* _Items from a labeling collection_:
________
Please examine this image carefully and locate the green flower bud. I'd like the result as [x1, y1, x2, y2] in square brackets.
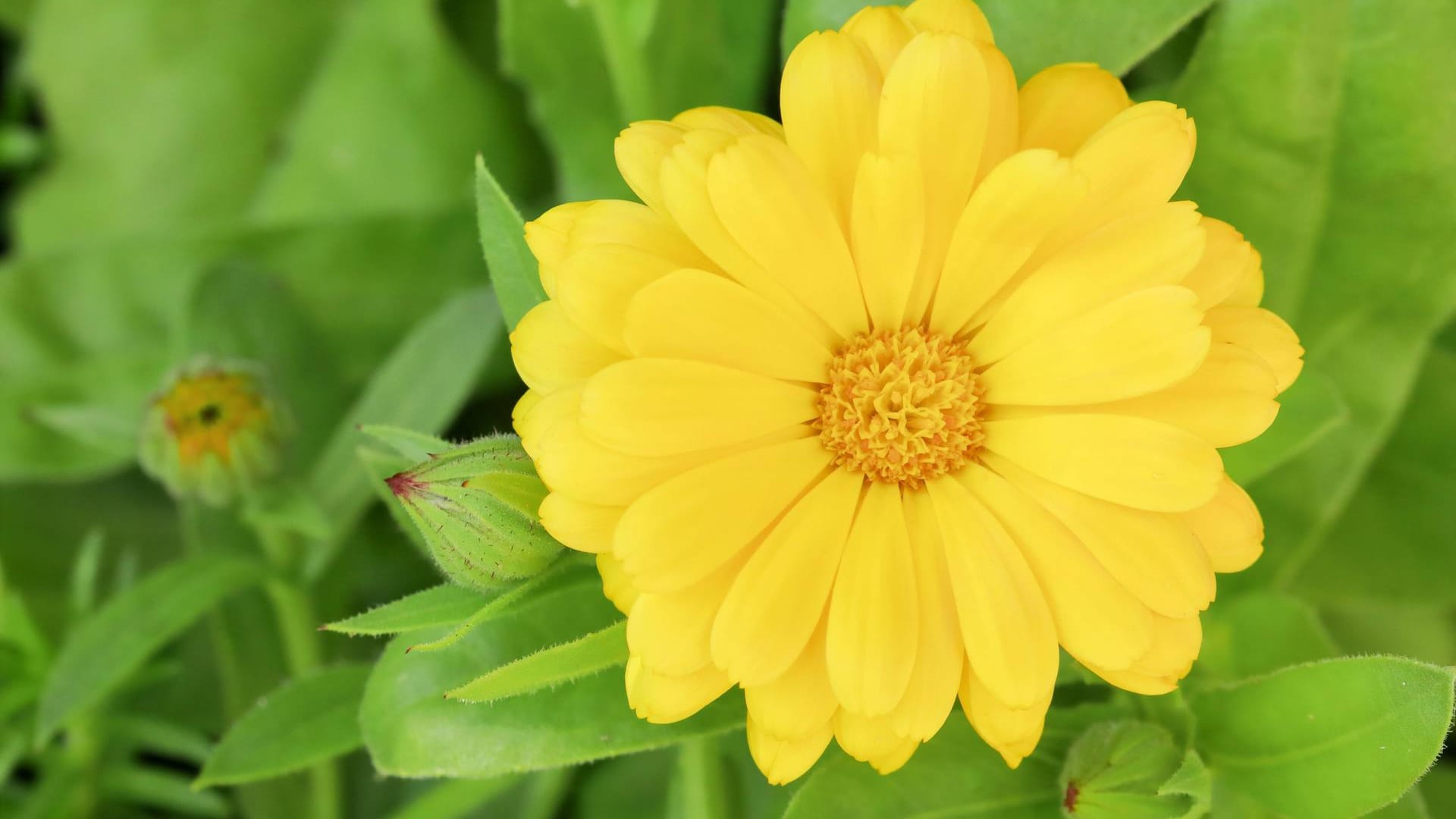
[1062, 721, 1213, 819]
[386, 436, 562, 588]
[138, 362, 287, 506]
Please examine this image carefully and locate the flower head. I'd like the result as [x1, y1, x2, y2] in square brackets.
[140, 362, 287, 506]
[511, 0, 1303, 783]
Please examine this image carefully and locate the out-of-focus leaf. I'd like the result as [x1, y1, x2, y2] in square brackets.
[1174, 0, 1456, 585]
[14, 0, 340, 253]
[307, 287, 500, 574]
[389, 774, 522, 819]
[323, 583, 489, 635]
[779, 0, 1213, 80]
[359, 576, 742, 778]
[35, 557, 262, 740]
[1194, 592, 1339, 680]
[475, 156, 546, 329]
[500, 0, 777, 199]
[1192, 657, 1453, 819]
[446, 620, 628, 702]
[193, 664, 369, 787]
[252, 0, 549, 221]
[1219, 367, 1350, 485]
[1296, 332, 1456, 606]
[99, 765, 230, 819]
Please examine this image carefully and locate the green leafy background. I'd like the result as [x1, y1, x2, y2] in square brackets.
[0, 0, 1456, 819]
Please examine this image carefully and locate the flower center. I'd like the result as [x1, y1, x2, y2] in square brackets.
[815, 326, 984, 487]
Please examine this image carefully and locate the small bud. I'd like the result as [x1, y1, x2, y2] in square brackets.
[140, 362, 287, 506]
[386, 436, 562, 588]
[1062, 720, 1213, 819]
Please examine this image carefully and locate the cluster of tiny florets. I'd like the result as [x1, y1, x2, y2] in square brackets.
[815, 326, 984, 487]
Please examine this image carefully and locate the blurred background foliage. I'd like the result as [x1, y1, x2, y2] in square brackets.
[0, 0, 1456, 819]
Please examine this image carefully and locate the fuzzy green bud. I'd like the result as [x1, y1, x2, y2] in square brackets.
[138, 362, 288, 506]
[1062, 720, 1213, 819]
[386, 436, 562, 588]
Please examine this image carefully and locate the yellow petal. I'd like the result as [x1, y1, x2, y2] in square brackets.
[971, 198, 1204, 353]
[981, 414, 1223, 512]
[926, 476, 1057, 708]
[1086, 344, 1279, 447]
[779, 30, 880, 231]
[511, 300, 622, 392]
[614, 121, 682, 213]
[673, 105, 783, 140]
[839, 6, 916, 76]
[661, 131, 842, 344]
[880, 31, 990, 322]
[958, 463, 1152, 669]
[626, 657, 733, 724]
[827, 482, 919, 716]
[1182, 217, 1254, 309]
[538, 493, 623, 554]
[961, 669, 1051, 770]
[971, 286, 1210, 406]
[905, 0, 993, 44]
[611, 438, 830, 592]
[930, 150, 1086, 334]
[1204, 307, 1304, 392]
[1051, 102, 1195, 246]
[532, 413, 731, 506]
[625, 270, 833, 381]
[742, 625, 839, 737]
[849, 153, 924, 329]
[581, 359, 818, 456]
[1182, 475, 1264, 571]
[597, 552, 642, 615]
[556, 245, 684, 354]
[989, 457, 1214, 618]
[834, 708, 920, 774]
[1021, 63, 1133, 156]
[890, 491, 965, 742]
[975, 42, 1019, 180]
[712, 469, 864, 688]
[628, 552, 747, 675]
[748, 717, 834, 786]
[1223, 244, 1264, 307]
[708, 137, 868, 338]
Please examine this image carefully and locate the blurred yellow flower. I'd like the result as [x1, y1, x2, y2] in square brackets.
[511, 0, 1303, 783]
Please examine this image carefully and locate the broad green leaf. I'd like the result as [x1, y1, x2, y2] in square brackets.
________
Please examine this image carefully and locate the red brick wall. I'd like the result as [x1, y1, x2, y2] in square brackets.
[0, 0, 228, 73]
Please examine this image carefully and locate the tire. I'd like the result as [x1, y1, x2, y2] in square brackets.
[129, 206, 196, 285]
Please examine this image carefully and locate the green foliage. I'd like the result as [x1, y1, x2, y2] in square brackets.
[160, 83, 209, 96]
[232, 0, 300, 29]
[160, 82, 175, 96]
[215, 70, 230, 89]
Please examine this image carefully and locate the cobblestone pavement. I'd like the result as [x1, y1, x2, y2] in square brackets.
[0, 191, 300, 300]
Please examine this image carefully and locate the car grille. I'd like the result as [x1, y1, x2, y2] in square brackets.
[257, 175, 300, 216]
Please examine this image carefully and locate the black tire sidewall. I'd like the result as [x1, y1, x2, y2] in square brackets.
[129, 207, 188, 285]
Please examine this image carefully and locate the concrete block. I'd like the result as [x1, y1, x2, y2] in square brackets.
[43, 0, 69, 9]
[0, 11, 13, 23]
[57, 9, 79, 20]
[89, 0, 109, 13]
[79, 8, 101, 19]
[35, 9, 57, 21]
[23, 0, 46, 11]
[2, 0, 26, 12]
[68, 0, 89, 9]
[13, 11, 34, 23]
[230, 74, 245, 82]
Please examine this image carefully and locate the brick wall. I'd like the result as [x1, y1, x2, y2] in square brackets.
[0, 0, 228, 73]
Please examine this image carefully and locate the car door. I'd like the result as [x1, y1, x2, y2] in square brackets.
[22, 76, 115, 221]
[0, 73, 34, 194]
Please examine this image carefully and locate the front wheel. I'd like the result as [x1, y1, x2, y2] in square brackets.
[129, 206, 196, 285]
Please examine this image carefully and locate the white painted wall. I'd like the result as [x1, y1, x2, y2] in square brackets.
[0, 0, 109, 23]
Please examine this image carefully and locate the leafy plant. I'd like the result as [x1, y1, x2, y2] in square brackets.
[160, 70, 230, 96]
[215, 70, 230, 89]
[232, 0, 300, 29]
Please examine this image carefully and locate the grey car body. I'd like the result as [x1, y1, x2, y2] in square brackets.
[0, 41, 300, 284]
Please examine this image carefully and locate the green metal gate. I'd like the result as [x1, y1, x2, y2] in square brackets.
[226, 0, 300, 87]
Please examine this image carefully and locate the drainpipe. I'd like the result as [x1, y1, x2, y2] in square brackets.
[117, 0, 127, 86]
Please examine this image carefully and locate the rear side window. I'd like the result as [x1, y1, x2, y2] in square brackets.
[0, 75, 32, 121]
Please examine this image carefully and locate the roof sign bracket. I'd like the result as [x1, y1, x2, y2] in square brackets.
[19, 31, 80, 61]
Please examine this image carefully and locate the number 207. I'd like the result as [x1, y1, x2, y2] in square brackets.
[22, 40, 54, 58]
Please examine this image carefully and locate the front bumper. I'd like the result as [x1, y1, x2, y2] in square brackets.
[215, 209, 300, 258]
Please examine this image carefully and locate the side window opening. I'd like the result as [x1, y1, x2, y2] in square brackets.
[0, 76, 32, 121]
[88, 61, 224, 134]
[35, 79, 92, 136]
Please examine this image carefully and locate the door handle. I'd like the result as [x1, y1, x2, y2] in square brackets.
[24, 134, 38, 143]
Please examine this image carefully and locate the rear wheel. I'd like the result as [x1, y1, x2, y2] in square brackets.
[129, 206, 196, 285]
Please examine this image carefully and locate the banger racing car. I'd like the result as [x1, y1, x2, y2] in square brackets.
________
* _Brief_: Copy out the listing word for word, beginning with the line that contains "Please examine this image carefully and locate the green metal" and continuing through the line that contains "Please examine this image carefully and locate the banger". Include both of those lines.

* _Finished exercise_:
Please examine this image carefully and locate the green metal gate. I'd like the result as [x1, y1, x2, y2] in square brackets.
[226, 0, 300, 87]
Please examine this image carefully and locate the drainpipe. I'd like the result as [x1, y1, x2, y2] in square brackets.
[117, 0, 127, 86]
Please examine this image carefully and locate the rear side window. I'd like the result as [x1, y1, x2, y2] in square brackets.
[0, 75, 32, 121]
Please examine this image carefully and locate the roof sign bracket. I'd like the result as [x1, y1, x2, y2] in square brackets.
[19, 31, 80, 61]
Please examine this image carefully and locate the number 207. I'd like the result as [x1, y1, x2, y2] in square brackets.
[22, 40, 54, 58]
Please examine this image carefully and locate the front bumper. I'd like the result as [x1, y1, x2, y2] in square brackets.
[215, 209, 300, 258]
Please examine this image carefully and locate the side window opening. I'd like the result as [x1, y1, x2, y2] in square brackets.
[0, 76, 32, 121]
[88, 61, 224, 134]
[35, 79, 92, 136]
Please examine this image carefully and locate the door handle. I'd like the result as [x1, y1, x2, y2] in square brackets.
[24, 134, 38, 143]
Please examine this image carefully and locate the rear wheel. I'd like the result as [x1, y1, x2, y2] in square brackets.
[129, 206, 196, 285]
Please examine this image carefully and locate the banger racing car. I'd like the result as [x1, y1, x2, y2] in square brackets.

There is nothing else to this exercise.